▶ _TASK TO CARRY OUT_: Rewrite the lines in the stretch from "arm by returning a bounding box for each" through "[425,398,456,496]", changing "denim shorts" to "jean shorts" and leaving everything else as it stands.

# # # # # # #

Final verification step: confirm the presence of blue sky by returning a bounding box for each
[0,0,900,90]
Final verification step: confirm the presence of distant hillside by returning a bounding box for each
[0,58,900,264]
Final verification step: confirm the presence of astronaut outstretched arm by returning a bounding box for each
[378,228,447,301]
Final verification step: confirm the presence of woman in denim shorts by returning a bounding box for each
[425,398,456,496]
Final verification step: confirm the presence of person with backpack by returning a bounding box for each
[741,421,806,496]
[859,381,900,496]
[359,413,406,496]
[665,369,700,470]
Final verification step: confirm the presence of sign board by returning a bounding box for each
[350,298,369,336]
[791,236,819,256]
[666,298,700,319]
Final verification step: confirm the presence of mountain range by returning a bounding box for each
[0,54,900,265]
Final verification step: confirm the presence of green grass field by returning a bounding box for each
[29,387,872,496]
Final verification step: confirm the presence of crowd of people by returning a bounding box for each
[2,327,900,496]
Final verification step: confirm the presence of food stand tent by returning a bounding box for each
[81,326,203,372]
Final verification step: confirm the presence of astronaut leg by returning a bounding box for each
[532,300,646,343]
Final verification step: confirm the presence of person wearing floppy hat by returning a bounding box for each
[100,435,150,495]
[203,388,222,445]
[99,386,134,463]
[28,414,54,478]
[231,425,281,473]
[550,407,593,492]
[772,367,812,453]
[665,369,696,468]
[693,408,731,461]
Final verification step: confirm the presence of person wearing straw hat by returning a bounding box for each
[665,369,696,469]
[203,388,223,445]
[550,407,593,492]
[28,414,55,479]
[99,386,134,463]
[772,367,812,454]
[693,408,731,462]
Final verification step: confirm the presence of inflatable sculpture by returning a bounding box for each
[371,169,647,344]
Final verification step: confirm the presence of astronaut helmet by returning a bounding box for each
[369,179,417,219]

# # # # # # #

▶ _EXPECTED ANSWER_:
Final verification step: confirm the presence of astronaut outstretched arm by returning a bounding box for each
[378,228,447,301]
Final verification step: confirm the presence of woman in jean shorts by returning a bounding box for each
[425,398,456,496]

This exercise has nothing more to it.